Supplied material =>

·····

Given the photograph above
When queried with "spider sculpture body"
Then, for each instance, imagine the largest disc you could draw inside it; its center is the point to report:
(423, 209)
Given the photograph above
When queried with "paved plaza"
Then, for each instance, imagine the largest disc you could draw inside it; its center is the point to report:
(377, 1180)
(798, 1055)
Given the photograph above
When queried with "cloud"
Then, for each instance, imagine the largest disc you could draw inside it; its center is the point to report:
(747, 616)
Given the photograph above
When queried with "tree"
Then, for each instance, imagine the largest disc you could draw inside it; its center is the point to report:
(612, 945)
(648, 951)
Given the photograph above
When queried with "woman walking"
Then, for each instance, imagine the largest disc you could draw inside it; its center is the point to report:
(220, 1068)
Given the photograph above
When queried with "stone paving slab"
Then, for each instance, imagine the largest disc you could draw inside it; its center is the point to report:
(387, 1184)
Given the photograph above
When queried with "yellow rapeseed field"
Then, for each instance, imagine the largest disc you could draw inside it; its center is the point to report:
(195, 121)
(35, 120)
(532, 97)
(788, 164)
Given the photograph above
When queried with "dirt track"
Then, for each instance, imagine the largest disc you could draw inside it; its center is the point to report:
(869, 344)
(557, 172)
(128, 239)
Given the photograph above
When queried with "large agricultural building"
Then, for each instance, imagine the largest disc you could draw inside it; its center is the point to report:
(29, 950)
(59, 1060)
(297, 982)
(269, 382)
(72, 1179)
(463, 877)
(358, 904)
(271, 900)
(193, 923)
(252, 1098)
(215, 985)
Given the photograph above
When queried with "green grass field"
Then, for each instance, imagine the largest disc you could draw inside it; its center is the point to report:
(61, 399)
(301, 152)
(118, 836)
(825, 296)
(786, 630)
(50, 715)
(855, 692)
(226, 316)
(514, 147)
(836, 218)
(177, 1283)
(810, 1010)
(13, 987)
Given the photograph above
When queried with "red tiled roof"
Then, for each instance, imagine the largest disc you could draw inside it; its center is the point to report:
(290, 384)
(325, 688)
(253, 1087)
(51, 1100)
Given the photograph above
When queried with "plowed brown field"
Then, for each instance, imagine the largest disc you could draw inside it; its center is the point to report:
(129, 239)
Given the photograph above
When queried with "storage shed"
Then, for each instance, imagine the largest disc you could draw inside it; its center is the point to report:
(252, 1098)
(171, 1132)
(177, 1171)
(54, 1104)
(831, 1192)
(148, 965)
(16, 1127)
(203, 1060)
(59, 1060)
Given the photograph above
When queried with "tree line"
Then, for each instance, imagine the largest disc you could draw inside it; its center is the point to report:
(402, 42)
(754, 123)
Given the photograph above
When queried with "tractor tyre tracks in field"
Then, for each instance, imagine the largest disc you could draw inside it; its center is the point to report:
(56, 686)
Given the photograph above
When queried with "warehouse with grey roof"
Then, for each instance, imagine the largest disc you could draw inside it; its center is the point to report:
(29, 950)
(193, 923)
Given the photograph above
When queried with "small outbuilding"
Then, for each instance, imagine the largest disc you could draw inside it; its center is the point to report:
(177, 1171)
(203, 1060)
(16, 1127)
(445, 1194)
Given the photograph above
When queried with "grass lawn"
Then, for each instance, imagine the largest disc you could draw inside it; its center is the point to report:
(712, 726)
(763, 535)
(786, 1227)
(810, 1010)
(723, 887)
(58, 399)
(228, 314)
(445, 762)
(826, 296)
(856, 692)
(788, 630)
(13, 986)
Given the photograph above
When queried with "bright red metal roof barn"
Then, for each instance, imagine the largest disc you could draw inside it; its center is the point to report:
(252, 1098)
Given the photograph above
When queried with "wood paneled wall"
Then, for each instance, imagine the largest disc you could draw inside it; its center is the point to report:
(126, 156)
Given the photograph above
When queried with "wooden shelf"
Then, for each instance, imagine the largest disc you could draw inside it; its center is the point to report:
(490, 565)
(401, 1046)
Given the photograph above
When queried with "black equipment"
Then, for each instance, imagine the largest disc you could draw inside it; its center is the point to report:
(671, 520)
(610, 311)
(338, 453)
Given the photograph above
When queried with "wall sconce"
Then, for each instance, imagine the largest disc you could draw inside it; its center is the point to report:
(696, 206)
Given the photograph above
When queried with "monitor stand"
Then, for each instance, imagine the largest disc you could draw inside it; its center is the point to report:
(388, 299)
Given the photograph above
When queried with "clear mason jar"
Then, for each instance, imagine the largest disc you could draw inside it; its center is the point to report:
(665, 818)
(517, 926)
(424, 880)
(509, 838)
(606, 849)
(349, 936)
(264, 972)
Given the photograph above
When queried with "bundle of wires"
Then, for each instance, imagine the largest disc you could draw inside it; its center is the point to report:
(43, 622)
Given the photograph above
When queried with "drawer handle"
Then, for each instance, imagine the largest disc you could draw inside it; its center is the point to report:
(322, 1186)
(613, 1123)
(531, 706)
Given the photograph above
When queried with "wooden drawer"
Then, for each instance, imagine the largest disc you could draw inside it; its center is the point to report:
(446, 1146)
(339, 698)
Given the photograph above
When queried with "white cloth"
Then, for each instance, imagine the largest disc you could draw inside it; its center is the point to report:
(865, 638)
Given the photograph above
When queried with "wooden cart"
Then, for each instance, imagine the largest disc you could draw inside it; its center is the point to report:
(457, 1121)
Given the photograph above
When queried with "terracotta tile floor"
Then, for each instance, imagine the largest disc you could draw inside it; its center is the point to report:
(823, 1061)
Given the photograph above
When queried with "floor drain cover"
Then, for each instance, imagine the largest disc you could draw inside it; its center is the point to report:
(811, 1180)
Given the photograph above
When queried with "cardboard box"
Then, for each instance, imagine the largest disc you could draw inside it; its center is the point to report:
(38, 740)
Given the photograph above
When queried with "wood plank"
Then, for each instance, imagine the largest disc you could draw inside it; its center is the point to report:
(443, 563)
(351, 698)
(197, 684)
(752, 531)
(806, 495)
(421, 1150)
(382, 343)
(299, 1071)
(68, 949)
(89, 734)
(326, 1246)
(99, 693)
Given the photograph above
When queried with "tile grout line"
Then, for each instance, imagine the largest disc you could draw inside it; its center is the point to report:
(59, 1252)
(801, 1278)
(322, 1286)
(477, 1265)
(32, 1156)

·····

Stated task =>
Scale the material from its first line through the line with "(220, 1068)", and write out every one of those lines again with the requests unchanged. In the answers, multiply each point coordinate by 2 and round it to a whole number, with halves rounding up.

Task solution =>
Given the photograph above
When queried with "spider sculpture body"
Then, for each instance, imagine the largest disc you could draw inside it; its center is the point to report:
(846, 418)
Given the photograph above
When queried with "paved plaza"
Then, for each instance, imagine the largest disc you could draw inside it; its center is the point to report:
(754, 2360)
(1596, 2110)
Given the photograph above
When queried with "cloud"
Then, for each instance, imagine the largest disc you could draw inside it; its center is the point to report:
(1494, 1232)
Given the photograph above
When queried with "tree"
Then, for each instance, imagine the largest disc you could draw inside it; its center is the point to report:
(1224, 1890)
(1296, 1902)
Given the photograph above
When queried with "woman walking"
Then, for each instance, imagine the largest disc you could draw inside it; its center is the point to report:
(440, 2136)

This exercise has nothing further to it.